> _STATED TASK_: Pick out each line in the records below that contains the word "license" and copy those lines.

> _RECORDED INFORMATION_:
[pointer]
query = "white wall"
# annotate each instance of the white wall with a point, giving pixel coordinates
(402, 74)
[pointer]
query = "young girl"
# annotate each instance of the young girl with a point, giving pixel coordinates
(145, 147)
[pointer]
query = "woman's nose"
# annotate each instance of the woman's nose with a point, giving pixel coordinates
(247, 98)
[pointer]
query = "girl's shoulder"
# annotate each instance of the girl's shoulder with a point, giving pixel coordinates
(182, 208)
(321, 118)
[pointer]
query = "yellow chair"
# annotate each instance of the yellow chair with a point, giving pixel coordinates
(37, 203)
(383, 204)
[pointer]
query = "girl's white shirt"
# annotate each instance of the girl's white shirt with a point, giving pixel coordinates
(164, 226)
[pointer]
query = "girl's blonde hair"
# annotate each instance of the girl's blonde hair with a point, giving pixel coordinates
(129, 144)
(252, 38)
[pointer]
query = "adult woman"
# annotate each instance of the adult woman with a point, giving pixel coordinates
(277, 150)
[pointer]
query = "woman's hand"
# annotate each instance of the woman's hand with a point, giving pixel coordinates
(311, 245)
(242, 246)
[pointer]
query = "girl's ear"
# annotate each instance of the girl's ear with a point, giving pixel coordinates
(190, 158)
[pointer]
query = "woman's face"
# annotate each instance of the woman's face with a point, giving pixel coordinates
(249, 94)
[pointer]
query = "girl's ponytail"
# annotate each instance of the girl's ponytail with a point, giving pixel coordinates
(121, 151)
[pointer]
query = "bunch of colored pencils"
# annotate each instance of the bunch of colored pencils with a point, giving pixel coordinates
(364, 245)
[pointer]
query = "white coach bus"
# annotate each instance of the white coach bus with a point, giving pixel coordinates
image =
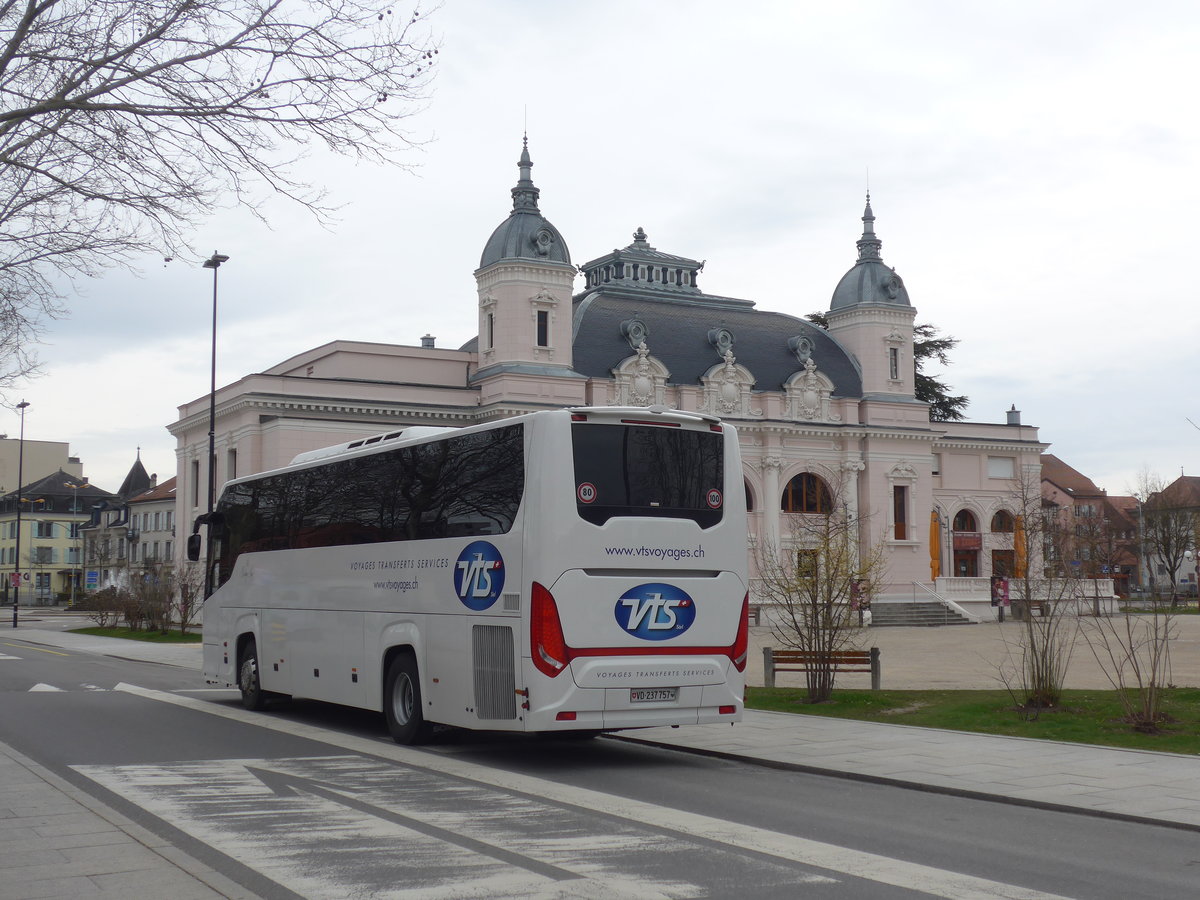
(575, 570)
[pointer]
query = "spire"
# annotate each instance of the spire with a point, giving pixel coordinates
(525, 195)
(869, 245)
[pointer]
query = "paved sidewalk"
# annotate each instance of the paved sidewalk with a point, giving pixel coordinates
(51, 831)
(1126, 784)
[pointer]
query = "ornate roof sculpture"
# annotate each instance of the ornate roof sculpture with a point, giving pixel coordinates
(640, 294)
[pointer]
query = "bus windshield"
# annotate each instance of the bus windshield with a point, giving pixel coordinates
(647, 471)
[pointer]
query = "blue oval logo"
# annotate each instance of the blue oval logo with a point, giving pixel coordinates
(655, 612)
(479, 575)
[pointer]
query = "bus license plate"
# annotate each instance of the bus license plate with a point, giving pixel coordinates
(652, 695)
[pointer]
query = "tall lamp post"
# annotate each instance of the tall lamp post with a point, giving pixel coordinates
(21, 483)
(213, 263)
(78, 569)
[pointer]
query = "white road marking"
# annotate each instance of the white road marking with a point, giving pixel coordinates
(348, 826)
(871, 867)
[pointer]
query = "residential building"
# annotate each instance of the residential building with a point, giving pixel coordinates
(53, 511)
(1091, 535)
(109, 537)
(34, 460)
(1170, 533)
(151, 527)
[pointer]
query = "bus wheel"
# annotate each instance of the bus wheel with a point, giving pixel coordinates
(402, 702)
(252, 694)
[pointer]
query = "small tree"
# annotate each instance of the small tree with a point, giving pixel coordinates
(1134, 651)
(124, 120)
(1169, 525)
(815, 583)
(1036, 669)
(153, 592)
(189, 595)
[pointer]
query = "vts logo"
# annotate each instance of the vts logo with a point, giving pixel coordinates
(479, 575)
(655, 612)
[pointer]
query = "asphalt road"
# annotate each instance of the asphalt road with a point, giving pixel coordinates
(313, 801)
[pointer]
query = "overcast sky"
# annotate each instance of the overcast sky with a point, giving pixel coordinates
(1032, 172)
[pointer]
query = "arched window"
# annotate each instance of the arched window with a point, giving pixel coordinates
(807, 493)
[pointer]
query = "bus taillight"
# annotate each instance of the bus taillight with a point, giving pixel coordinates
(547, 645)
(741, 648)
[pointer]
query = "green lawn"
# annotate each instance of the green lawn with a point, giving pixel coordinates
(1085, 717)
(130, 634)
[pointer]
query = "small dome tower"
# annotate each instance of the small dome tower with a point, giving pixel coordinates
(525, 281)
(870, 313)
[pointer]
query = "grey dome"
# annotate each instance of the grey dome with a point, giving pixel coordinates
(526, 233)
(870, 282)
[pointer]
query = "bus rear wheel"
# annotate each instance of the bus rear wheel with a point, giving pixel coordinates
(252, 694)
(402, 702)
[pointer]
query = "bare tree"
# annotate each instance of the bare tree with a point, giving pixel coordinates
(189, 594)
(123, 120)
(815, 585)
(1169, 525)
(1036, 669)
(1134, 651)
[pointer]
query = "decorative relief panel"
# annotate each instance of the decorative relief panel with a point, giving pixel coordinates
(640, 381)
(727, 389)
(808, 396)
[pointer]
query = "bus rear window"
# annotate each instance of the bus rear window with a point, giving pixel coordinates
(649, 472)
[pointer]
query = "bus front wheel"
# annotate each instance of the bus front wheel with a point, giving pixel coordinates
(402, 702)
(252, 694)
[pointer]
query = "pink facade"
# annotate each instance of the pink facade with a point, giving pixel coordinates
(837, 403)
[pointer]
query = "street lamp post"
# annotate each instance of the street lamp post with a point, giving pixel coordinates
(213, 263)
(78, 567)
(21, 479)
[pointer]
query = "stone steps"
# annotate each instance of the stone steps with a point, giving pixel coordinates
(925, 613)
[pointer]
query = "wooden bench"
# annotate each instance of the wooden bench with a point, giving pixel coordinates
(802, 660)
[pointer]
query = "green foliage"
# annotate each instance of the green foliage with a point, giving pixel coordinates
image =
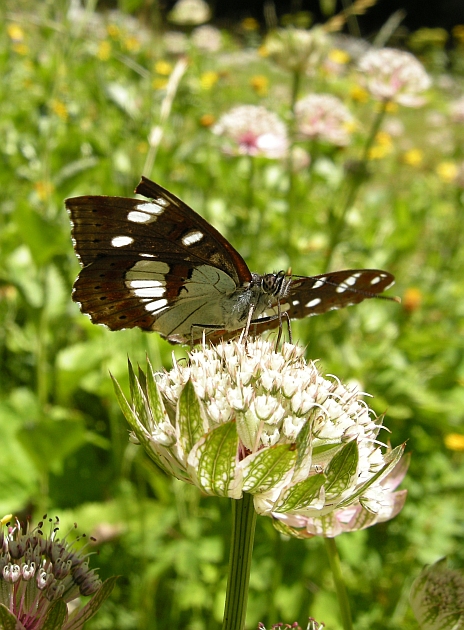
(80, 96)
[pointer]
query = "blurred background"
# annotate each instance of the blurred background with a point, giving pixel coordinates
(94, 95)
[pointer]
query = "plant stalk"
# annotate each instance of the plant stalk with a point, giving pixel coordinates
(334, 560)
(243, 534)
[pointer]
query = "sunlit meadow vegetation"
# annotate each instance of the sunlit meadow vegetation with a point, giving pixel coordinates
(92, 100)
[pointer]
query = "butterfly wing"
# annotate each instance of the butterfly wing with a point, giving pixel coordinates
(153, 264)
(307, 296)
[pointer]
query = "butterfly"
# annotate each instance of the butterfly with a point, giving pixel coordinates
(157, 265)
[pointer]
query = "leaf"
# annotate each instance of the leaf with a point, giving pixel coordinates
(268, 468)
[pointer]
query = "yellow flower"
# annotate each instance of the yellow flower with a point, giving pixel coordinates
(207, 120)
(104, 51)
(113, 31)
(15, 33)
(159, 83)
(163, 67)
(43, 190)
(412, 299)
(447, 171)
(260, 84)
(132, 44)
(339, 56)
(21, 49)
(208, 80)
(413, 157)
(384, 139)
(454, 442)
(60, 109)
(359, 94)
(458, 33)
(250, 24)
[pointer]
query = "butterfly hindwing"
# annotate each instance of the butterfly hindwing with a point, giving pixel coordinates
(156, 264)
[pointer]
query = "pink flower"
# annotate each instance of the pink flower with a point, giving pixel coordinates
(324, 117)
(252, 130)
(394, 75)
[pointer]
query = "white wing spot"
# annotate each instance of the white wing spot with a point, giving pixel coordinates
(140, 217)
(192, 237)
(352, 279)
(151, 208)
(150, 292)
(145, 284)
(157, 305)
(121, 241)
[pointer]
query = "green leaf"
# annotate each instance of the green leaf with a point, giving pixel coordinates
(8, 621)
(213, 461)
(342, 470)
(93, 605)
(56, 616)
(301, 495)
(268, 468)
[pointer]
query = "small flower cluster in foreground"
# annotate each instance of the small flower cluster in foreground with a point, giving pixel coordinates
(246, 418)
(40, 575)
(324, 117)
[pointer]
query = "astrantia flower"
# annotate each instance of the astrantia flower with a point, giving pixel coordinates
(190, 12)
(437, 597)
(207, 38)
(40, 575)
(252, 130)
(297, 50)
(245, 418)
(394, 75)
(324, 117)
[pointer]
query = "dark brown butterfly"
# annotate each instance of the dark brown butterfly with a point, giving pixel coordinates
(158, 265)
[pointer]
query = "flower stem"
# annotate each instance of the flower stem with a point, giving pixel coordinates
(334, 560)
(243, 534)
(337, 223)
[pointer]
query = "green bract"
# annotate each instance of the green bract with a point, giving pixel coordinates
(247, 418)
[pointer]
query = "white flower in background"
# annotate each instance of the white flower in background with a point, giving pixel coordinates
(297, 50)
(457, 110)
(324, 117)
(175, 43)
(245, 418)
(207, 38)
(394, 75)
(252, 130)
(189, 12)
(437, 597)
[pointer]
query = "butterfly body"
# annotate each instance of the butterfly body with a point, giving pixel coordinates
(160, 266)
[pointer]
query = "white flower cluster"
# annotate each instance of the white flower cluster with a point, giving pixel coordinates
(247, 418)
(394, 75)
(324, 117)
(253, 130)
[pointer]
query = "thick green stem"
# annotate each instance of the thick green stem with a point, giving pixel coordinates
(334, 560)
(337, 221)
(243, 534)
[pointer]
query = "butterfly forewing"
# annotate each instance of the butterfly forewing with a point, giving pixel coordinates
(158, 265)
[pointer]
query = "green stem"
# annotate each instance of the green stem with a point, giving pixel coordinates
(337, 223)
(334, 560)
(243, 534)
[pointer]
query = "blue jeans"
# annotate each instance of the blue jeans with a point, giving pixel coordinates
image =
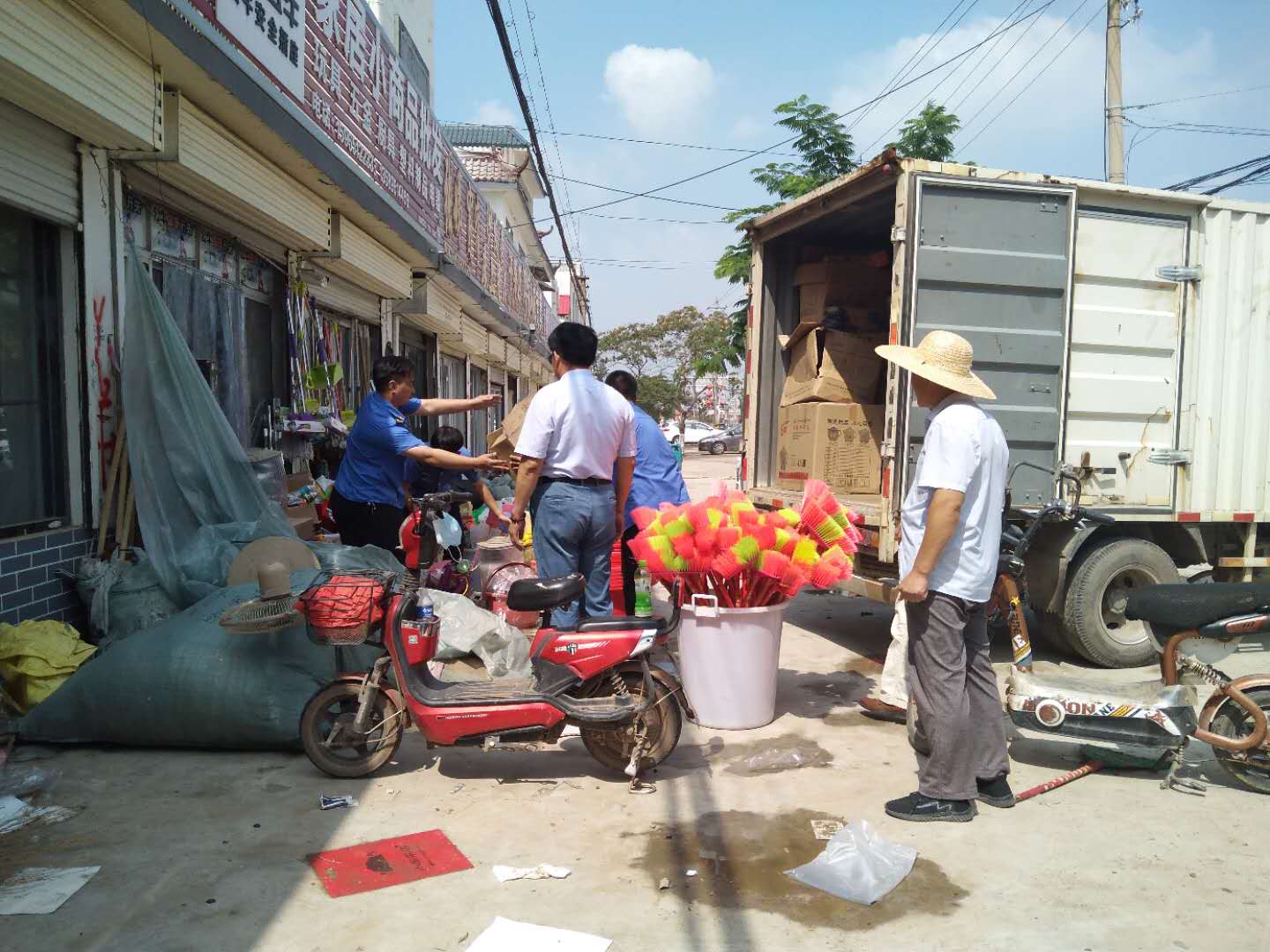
(574, 530)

> _EXPECTED ANSWER_:
query = "bus license plate"
# annotate each instance of the bus license plate with a point, giving pixel coordinates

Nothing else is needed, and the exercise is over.